------ 学習用文章

埼玉県朝霞市膝折と新座市新座市新塚にまたがる「陸上自衛隊朝霞訓練場」。

ここに戦後~1980年代半ばまで小さな滑走路がありました。

現在の朝霞駐屯地、元々は日本陸軍予科士官学校であり、朝霞訓練場はこの士官学校の演習場でした。

そして終戦の年早々、士官学校、演習場とその周辺、川越街道の反対側も含めて接収を受け、

「キャンプ・ドレイク」 となりました。

①の航空写真(1946年2月撮影)にはまだ滑走路はないですが、次に閲覧可能な1947年5月撮影の写真

(USA M300 8)から滑走路が写ってます(この写真は鮮明でないので使いませんでした)。

ということでこの小さな滑走路は、1946年3月~1947年5月の間に建設されたことになります。

先頭のグーグルマップ水色のシェイプ(435mx34m)は、②の航空写真から作図しました。

 

板橋ハ晴天ナリ。様から頂いた情報

・キャンプ・ドレイクで撮影された輸送機の写真がある
・ベトナム戦争当時、傷病兵や戦死兵がベトナムから輸送され、ここからヘリで米軍野戦病院のある王子まで送られた

との情報を頂きました。

------------

• 情報の活用:
**a)** 滑走路の文章に出てくる、年と月の両方が示された時点を、重複を除いてすべて挙げなさい。
**b)** 滑走路の文章の最後の文に続けて、その先を書きなさい。
記録は、滑走路の文章とは別の出典から取られたものです。

------ 抽出資料

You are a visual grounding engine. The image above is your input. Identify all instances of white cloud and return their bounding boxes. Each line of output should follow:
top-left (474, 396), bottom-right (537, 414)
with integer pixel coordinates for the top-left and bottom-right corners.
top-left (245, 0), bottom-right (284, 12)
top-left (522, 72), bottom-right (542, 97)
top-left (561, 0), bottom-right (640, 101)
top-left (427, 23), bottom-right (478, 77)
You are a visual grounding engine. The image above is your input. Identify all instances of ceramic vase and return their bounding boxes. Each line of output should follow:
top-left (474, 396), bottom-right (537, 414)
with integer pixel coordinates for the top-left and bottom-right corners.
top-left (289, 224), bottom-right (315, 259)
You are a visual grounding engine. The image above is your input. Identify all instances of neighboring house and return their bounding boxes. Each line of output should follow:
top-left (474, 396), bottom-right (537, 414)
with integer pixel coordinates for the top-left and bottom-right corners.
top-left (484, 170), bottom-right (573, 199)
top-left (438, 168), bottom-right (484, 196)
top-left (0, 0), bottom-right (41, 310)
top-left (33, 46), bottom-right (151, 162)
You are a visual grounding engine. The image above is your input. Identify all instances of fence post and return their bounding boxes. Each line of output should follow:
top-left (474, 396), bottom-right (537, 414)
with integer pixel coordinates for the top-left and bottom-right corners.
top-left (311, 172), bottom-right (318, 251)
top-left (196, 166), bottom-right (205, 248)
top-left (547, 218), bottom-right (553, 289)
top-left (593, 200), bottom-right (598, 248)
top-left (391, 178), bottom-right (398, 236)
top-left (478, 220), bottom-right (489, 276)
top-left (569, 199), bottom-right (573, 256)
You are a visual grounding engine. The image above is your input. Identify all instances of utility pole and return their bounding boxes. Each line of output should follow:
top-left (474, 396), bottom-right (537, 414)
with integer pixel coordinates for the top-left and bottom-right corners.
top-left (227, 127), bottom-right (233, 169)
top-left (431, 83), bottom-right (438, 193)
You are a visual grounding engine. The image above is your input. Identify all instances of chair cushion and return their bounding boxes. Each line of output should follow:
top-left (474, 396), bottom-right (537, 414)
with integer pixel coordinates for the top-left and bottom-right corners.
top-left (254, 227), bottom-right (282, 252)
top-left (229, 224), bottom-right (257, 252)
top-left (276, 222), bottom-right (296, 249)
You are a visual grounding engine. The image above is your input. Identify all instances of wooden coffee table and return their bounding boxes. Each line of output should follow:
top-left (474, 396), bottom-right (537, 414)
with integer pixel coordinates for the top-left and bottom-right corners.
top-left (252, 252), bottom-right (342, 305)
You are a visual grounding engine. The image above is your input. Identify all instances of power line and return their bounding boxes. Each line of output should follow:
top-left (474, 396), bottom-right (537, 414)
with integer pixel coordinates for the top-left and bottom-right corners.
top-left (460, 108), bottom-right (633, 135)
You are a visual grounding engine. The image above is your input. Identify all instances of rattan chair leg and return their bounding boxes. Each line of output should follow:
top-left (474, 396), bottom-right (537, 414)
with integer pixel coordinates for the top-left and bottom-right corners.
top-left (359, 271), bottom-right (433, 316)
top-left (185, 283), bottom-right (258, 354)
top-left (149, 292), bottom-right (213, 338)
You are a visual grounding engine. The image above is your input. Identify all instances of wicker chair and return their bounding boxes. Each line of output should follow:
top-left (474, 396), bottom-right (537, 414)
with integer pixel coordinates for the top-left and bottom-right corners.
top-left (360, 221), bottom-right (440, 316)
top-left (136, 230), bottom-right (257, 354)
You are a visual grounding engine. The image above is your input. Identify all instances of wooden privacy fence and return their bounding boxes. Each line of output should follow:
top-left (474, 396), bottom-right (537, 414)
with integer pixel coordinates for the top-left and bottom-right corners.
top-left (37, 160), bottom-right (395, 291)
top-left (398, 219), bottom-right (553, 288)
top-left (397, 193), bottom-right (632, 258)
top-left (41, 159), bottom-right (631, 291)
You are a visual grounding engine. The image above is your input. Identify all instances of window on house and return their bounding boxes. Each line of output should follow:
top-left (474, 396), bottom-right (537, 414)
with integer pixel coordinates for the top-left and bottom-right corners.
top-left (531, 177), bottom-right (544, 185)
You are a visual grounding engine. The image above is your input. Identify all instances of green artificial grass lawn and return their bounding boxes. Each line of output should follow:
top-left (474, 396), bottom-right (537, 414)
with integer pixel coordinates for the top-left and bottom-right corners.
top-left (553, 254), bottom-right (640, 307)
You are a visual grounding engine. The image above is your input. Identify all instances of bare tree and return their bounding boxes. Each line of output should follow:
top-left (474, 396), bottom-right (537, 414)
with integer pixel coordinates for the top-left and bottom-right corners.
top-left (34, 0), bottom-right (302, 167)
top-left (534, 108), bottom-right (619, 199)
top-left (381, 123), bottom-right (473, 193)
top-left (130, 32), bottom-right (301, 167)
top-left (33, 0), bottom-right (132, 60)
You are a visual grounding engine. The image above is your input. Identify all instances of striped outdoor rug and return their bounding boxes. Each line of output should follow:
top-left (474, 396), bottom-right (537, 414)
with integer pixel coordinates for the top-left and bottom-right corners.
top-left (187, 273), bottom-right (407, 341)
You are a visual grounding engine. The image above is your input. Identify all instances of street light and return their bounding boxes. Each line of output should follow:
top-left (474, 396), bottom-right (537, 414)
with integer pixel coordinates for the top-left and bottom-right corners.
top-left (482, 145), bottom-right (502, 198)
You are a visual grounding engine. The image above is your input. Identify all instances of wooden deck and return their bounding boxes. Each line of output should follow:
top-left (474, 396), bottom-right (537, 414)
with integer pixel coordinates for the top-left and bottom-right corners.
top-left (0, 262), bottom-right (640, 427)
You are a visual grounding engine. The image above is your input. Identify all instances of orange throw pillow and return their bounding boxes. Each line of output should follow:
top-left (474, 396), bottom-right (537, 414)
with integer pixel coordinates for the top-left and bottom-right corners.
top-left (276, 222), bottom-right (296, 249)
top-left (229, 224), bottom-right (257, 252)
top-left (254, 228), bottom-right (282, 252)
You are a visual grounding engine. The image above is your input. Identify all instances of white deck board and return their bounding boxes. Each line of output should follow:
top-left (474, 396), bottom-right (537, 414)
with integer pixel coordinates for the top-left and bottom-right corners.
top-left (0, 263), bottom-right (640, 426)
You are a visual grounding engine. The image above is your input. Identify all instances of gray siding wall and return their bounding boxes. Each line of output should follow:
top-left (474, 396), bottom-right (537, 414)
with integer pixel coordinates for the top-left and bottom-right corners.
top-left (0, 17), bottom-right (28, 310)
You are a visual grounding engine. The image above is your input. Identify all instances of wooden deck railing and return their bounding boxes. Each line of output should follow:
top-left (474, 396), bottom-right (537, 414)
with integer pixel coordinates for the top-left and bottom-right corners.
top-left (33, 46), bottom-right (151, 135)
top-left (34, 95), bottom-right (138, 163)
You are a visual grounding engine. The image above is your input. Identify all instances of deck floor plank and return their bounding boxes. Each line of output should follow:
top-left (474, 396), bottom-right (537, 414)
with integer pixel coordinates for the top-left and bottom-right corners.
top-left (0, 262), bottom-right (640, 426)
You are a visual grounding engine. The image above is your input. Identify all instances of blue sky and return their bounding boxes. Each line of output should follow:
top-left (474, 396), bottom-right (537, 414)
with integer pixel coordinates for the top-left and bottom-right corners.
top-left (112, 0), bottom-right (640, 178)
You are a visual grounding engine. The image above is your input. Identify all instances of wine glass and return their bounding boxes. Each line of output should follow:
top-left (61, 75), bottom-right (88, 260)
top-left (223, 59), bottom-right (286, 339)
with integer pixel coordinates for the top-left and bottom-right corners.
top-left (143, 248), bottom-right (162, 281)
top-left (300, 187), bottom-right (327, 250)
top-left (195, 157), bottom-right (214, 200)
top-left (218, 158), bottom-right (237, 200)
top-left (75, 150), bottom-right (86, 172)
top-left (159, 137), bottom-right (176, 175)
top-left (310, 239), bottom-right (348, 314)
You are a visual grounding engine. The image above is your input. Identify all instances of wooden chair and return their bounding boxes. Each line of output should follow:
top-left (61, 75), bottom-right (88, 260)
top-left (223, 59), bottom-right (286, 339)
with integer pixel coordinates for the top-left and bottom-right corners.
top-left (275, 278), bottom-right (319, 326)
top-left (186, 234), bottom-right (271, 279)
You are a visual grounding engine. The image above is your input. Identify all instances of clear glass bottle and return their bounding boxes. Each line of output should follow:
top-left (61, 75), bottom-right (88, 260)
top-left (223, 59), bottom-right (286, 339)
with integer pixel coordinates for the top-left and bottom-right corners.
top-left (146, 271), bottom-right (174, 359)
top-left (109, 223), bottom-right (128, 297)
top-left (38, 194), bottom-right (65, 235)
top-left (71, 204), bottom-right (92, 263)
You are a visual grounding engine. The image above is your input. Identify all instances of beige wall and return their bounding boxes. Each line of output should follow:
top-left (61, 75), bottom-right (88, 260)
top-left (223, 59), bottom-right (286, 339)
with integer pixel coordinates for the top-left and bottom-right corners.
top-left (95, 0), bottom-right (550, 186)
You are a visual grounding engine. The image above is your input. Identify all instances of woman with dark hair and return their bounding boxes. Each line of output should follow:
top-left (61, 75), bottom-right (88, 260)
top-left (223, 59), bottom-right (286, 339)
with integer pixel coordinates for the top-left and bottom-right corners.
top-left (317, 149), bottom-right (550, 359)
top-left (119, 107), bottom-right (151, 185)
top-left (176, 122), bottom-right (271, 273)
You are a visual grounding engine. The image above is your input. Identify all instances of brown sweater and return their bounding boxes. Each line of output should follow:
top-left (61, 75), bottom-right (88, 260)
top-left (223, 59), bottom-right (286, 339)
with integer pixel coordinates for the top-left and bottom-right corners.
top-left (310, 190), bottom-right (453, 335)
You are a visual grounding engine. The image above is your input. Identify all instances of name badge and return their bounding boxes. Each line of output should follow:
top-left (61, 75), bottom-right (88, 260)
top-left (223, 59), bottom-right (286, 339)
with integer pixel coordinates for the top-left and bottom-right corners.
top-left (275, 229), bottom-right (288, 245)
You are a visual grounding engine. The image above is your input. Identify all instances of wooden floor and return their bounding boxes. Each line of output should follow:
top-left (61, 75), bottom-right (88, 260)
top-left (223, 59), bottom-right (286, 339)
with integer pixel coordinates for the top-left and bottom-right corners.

------------

• 番号別の回答:
**a)** 1946年2月、1947年5月、1946年3月

**b)**
ということで③の航空写真で見ると、一気に見違えましたね。

ベトナム戦争(~1975年)当時の航空写真だと分割したものになってしまうため、

便宜的に1979年の航空写真を貼っていますが、滑走路、周辺の地割は基本的に1975年のままです。

白矢印~白矢印までで545mx12mなのですが、赤矢印まで目一杯直線部分を使うと、650mになります。

余談ですが、軽井沢では、終戦後に米軍将校とその家族がセスナ機で東京から訪れました。

軽井沢に設けられた滑走路は標高1,000m近くにあり、

標高が高いとエンジン出力と揚力が低下するため余分に長い滑走路が必要なんですが、

それでも使用されたのは450m滑走路でした(下記リンク参照)。

それからすると、545mあれば大きな輸送機はムリでも小さい輸送機なら運用できたんじゃないでしょうか。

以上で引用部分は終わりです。